◆ **Les consignes**
1. Résumez en deux phrases l'extrait choisi sur le mythe de Salomé.
2. Traduisez en anglais cette phrase de l'extrait choisi : « Dans un but très clair d'éducation des masses, il était nécessaire que la princesse apparaisse impudique, cruelle et lascive. »
3. Citez le passage de l'extrait choisi qui s'ouvre sur les mots contenant « Il est fort » et se termine par « très jeune encore. ».

◆ **Extrait choisi**
Il est fort possible que cet épisode biblique ait été au moins partiellement inspiré par les récits des chroniqueurs romains. Flavius Joséphe, l'historien du peuple juif, a mentionné l'exécution en la présentant donc comme un crime politique et il fut surtout le premier à nommer Salomé. Le personnage se dote dès lors d'une biographie puisque nous savons que Salomé, fille d'Hérodiade et de son premier époux Hérode Philippe, épousa son oncle Philippe, tétrarque de l'Iturée, puis le roi de la Petite Arménie, Aristobule III, qui lui donna trois garçons. Elle mourut en 72 et il est donc probable qu'au moment de la décapitation de Jean Baptiste, elle était très jeune encore.
Pour autant, le mythe n'est pas encore créé et l'Histoire commence à tousser : il est peu vraisemblable en effet selon les spécialistes qu'une princesse ait pu danser seule devant un banquet d'hommes, ceci étant contraire aux usages supposés de la cour de Galilée, quand bien même il s'agirait comme l'affirme Renan dans sa
Vie de Jésus d'une danse de caractère "qu'on ne considère pas en Syrie comme messéante à une personne distinguée". Le mythe de Salomé semble être avant tout l'œuvre des Pères et des Docteurs de l'Eglise qui ajoutèrent au récit des détails chorégraphiques destinés à inspirer aux croyants le dégoût de la danse en même temps que celui de la séduction féminine. Dans un but très clair d'éducation des masses, il était nécessaire que la princesse apparaisse impudique, cruelle et lascive. Saint Ambroise, par exemple, l'un des grands moralistes chrétiens du IVe siècle, se fit un devoir de préciser que la danse dévoilait "les parties de son corps que les mœurs apprennent à cacher". Quelle horreur cela devait-il inspirer aux consciences chrétiennes du Moyen-Age ! Le mythe avait pris son envol mais allait s'enrichir au XIXe siècle chez les auteurs germaniques de l'amour de Salomé pour Jean-Baptiste et du scandaleux baiser à la tête coupée, avant qu'Oscar Wilde n'invente l'expression de la Danse des sept voiles, mais je laisse à Camille de
Rijck le soin de détailler ces diverses sources littéraires. Pour terminer, il paraît également intéressant d'envisager, comme l'a fait Mireille Dottin-Orsini, Salomé comme un instrument nécessaire à l'accomplissement de la prophétie. Pour permettre l'avènement de Jésus, il était nécessaire que celui qui avait été son annonciateur et qui possédait un ascendant considérable sur les masses, disparaisse. Jean-Baptiste l'avait lui-même annoncé : "Il faut qu'il croisse et que je diminue". Salomé, dans cette optique, aurait simplement joué son rôle dans l'accomplissement des Ecritures, comme allait le faire un autre réprouvé, Judas...

◆ **Données fournies**
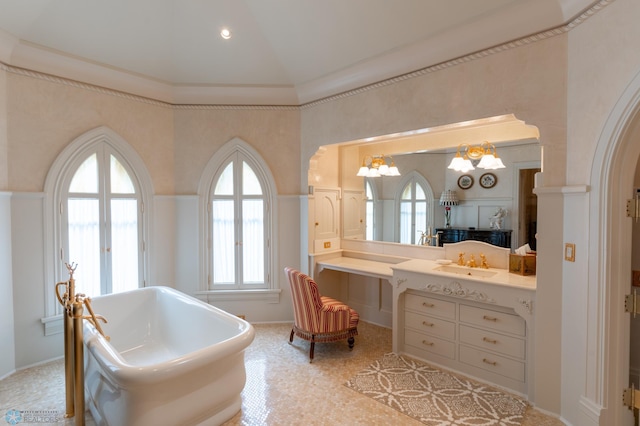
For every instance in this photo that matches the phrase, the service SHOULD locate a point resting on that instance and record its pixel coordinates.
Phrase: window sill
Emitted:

◆ **Réponses par consigne**
1. Flavius Joséphe fut le premier à nommer Salomé, dont la biographie est ensuite connue, mais le mythe d'une princesse impudique, cruelle et lascive fut surtout l'œuvre des Pères et des Docteurs de l'Eglise, qui voulaient inspirer aux croyants le dégoût de la danse et de la séduction féminine. Ce mythe s'enrichit au XIXe siècle chez les auteurs germaniques puis avec Oscar Wilde, et Salomé peut aussi être envisagée comme un instrument nécessaire à l'accomplissement de la prophétie.

2. With the very clear aim of educating the masses, it was necessary for the princess to appear shameless, cruel, and lascivious.

3.
Il est fort possible que cet épisode biblique ait été au moins partiellement inspiré par les récits des chroniqueurs romains. Flavius Joséphe, l'historien du peuple juif, a mentionné l'exécution en la présentant donc comme un crime politique et il fut surtout le premier à nommer Salomé. Le personnage se dote dès lors d'une biographie puisque nous savons que Salomé, fille d'Hérodiade et de son premier époux Hérode Philippe, épousa son oncle Philippe, tétrarque de l'Iturée, puis le roi de la Petite Arménie, Aristobule III, qui lui donna trois garçons. Elle mourut en 72 et il est donc probable qu'au moment de la décapitation de Jean Baptiste, elle était très jeune encore.